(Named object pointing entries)
*-*-*
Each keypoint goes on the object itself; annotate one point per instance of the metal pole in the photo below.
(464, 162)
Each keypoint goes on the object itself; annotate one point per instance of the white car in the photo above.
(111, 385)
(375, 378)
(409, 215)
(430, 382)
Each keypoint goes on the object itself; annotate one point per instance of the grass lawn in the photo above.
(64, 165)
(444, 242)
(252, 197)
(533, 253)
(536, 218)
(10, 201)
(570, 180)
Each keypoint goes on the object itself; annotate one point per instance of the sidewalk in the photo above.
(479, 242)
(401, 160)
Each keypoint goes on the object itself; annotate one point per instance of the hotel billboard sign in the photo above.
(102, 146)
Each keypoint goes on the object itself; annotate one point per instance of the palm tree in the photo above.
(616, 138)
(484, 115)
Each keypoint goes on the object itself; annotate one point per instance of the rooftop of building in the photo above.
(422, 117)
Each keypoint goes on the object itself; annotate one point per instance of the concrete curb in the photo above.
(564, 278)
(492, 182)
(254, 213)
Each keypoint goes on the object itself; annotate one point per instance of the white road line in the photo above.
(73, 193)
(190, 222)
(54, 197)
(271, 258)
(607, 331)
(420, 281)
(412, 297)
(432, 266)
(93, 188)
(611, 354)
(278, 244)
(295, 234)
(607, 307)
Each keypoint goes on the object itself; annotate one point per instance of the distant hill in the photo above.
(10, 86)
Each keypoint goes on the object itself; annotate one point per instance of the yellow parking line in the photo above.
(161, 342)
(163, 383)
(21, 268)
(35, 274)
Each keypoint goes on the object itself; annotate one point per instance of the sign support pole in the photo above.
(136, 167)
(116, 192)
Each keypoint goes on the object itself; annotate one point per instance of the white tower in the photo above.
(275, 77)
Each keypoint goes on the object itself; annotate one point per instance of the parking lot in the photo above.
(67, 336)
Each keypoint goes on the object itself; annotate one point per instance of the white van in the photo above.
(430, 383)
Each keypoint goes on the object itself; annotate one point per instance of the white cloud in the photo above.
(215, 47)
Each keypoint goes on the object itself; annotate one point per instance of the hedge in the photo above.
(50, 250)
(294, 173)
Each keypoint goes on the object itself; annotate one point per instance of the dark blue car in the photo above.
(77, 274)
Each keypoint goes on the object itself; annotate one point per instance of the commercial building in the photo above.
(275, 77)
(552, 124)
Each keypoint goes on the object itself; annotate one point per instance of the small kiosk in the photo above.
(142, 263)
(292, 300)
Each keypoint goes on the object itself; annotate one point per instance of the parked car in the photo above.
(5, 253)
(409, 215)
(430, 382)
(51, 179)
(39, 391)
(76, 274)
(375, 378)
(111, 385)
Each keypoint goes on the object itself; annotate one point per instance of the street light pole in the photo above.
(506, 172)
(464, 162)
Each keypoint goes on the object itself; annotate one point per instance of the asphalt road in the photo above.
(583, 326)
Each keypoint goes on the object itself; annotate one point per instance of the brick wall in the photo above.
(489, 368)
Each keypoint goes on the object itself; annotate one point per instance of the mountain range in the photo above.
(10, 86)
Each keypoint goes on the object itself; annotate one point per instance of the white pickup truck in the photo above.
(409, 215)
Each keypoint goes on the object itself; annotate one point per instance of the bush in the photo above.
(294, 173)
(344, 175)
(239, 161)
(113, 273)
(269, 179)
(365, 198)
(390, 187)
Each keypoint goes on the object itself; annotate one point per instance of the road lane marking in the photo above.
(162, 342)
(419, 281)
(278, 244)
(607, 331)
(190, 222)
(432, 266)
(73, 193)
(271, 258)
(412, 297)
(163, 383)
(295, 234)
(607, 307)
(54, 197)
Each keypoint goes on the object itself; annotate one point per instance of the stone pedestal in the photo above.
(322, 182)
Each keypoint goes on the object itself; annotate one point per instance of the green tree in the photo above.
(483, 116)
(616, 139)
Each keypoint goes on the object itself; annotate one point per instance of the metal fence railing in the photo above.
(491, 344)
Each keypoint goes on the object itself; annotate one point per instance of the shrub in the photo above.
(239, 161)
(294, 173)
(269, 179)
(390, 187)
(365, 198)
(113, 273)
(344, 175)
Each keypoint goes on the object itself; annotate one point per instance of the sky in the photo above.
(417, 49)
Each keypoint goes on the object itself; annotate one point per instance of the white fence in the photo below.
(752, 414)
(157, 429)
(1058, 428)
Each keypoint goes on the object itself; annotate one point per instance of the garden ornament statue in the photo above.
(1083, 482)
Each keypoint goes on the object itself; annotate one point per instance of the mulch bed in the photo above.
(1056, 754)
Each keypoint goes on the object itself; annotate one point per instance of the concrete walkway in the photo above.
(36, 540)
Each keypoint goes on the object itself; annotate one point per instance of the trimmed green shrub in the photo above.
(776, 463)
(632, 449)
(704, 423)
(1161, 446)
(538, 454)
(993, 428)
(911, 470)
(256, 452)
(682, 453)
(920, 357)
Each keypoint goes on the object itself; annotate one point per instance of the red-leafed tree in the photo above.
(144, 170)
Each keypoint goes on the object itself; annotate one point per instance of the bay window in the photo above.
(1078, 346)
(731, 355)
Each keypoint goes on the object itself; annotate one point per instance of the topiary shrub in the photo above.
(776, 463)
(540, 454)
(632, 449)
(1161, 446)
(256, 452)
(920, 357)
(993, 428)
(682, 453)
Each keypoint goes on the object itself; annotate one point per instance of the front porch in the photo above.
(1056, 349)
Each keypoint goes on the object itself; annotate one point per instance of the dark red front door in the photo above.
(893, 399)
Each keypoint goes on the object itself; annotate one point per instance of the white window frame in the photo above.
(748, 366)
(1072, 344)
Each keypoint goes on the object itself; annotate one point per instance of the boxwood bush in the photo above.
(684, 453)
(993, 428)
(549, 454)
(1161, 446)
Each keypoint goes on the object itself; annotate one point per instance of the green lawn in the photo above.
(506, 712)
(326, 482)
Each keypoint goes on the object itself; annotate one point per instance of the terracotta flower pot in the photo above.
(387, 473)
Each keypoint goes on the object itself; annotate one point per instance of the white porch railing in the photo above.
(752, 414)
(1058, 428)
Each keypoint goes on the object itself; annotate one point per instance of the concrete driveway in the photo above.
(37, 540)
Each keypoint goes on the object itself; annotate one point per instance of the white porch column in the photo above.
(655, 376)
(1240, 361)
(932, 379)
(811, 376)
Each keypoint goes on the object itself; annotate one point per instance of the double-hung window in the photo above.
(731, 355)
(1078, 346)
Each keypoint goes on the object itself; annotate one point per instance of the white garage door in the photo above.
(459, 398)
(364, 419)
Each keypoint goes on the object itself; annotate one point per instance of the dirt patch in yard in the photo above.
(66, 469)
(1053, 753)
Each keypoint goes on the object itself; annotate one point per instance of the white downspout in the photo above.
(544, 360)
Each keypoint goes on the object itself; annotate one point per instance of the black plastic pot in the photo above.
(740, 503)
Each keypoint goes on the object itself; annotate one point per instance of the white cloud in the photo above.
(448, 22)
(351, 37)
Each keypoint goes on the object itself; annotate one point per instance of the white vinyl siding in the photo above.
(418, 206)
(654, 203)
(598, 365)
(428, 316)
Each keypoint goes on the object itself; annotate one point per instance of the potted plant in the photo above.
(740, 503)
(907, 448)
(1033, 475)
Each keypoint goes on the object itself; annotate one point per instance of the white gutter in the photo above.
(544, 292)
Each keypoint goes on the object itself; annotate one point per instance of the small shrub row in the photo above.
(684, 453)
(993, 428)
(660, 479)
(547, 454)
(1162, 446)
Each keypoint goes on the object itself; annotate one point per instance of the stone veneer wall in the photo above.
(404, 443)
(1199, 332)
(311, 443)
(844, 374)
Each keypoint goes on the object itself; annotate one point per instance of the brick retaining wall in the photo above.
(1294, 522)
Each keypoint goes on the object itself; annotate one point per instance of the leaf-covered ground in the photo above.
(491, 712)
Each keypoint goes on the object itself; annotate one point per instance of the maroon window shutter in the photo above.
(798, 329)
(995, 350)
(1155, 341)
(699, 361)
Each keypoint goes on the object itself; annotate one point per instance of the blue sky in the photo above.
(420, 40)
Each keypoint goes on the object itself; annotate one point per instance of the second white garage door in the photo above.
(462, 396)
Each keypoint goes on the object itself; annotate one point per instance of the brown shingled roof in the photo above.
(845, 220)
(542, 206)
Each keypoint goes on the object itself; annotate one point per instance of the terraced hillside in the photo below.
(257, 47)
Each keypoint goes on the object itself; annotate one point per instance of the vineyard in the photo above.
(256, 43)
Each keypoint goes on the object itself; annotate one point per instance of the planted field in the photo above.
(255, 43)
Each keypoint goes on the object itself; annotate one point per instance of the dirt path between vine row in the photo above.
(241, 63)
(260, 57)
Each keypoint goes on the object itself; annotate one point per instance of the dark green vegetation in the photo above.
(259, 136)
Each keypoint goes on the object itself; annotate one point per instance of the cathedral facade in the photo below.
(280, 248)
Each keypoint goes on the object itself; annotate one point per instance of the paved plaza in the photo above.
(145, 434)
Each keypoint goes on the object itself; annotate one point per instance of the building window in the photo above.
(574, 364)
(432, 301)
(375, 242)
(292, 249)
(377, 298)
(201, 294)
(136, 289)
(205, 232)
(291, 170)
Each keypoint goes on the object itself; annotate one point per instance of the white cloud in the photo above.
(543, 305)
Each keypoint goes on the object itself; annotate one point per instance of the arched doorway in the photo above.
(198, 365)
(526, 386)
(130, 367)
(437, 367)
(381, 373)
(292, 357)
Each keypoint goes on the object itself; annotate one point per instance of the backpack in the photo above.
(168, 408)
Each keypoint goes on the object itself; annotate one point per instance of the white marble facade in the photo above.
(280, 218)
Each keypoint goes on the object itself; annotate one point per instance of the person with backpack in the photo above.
*-*-*
▶ _To do_:
Repeat, word for word, every line from the line that contains "vegetation in the photo above." to the end of the entries; include both of those lines and no others.

▶ _Result_:
Each keypoint goes on the object itself; annotate one point per instance of the dark green vegetation in the photo above.
(259, 136)
Each keypoint goes on the object itself; annotate one point per instance of the cathedral facade in the photo below.
(280, 248)
Each keypoint goes on the object itself; annotate one point per instance of the paved plaza in the photo above.
(145, 434)
Each keypoint goes on the object itself; annotate one point per instance of the building window in the photo above.
(574, 364)
(432, 301)
(375, 242)
(292, 249)
(377, 298)
(201, 294)
(136, 289)
(205, 232)
(291, 170)
Each keypoint goes on the object itself; annotate one point per instance of the white cloud in the photo above.
(543, 305)
Each keypoint goes on the object itself; annotate one point per instance of the arched doorway in the photo above.
(198, 365)
(526, 386)
(130, 367)
(437, 367)
(381, 373)
(292, 357)
Each keypoint goes on the object itself; annotate one point per instance of the backpack in the photo above.
(168, 408)
Each keypoint goes on the object itself; annotate one point per instance of the white marble facade in the photo above.
(280, 218)
Each keypoint goes on the object itself; annotate one point per instance of the person with backpack in the photo above.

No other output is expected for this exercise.